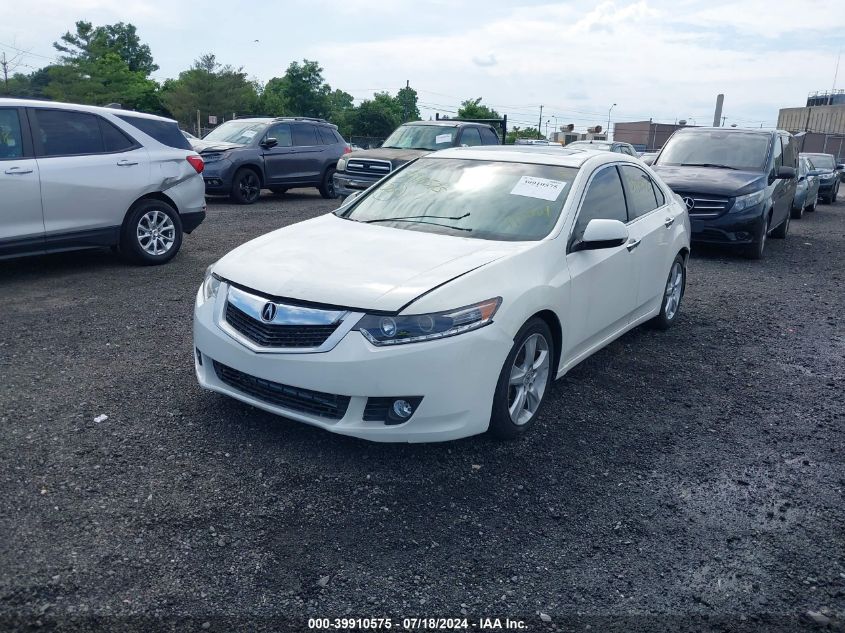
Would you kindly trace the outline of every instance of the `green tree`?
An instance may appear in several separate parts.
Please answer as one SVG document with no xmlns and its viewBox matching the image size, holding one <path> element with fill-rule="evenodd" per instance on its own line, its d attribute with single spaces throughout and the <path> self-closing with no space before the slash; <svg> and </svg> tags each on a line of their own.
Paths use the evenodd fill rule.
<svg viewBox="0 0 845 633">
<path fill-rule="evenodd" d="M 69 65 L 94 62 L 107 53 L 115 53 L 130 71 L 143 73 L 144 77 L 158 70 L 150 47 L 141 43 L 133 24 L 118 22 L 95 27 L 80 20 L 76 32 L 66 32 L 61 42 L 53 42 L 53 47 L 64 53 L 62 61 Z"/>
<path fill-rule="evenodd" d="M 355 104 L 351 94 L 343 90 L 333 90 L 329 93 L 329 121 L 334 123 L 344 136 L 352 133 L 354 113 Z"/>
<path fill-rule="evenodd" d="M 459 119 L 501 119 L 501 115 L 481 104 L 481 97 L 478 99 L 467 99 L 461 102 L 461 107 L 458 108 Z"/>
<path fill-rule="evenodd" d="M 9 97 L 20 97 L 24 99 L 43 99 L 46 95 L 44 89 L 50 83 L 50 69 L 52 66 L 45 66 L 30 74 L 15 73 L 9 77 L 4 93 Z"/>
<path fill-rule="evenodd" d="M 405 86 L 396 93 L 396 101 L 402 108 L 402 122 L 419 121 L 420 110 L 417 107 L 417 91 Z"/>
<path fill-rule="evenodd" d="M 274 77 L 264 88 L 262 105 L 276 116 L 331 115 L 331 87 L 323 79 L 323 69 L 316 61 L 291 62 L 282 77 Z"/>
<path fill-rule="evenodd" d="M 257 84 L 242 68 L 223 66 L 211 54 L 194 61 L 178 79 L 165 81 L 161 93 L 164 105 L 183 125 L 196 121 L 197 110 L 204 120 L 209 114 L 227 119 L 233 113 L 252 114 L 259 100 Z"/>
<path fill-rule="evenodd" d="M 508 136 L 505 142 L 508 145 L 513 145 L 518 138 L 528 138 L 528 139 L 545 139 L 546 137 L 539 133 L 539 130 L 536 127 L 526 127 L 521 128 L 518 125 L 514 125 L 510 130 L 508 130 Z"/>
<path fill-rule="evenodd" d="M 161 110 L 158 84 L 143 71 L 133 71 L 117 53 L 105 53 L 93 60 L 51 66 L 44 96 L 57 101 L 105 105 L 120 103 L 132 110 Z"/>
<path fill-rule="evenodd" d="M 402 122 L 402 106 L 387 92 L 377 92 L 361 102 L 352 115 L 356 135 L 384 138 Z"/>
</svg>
...
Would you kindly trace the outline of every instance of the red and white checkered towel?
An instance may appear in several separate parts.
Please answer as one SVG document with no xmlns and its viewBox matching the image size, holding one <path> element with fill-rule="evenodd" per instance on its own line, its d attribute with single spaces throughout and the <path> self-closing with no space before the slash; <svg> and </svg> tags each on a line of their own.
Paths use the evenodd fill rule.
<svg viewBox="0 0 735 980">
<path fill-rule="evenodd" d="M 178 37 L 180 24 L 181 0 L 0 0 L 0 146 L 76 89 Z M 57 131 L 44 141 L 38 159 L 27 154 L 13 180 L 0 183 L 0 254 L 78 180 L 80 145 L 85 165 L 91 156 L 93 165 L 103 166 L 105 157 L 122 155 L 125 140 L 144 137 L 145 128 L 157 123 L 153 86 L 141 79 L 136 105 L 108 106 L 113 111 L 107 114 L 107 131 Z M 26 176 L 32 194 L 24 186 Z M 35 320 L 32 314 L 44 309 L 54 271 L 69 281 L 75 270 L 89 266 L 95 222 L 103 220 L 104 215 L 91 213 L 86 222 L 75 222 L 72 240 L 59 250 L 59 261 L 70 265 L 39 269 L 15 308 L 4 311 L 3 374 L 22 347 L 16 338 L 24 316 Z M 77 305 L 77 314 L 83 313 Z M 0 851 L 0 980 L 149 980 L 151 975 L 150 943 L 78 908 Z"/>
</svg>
--
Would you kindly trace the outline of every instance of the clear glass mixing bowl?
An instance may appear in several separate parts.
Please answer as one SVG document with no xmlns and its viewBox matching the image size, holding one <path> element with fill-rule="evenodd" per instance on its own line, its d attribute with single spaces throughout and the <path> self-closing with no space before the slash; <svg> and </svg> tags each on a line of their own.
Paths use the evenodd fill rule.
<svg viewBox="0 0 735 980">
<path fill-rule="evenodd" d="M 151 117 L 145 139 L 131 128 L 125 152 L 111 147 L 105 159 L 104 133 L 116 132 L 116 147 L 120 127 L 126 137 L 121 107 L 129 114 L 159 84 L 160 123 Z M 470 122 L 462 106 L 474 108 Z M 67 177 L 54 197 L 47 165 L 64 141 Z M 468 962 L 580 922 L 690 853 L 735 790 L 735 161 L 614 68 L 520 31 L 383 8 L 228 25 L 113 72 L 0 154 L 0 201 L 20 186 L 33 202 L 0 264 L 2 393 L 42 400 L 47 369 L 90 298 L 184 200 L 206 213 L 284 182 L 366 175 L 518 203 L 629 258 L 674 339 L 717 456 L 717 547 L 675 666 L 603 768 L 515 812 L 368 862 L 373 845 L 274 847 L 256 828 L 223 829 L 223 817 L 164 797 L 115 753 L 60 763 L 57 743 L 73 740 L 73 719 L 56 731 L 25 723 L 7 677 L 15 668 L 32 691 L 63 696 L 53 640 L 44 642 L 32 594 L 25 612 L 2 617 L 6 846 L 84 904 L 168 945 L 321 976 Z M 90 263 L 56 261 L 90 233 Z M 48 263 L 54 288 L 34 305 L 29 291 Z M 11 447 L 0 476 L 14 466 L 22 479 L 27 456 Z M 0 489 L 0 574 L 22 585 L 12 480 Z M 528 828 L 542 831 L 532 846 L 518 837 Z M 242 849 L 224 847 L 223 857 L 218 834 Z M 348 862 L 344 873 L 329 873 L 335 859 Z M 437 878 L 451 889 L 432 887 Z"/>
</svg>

• _What you have to do_
Every line above that contains the word "trace" should be reported.

• _Result of this task_
Would you kindly trace the outline of every instance of the `green tree`?
Would you kindly trace the outline of every instance of the red and white checkered towel?
Would you kindly trace the outline of every instance of the clear glass mixing bowl?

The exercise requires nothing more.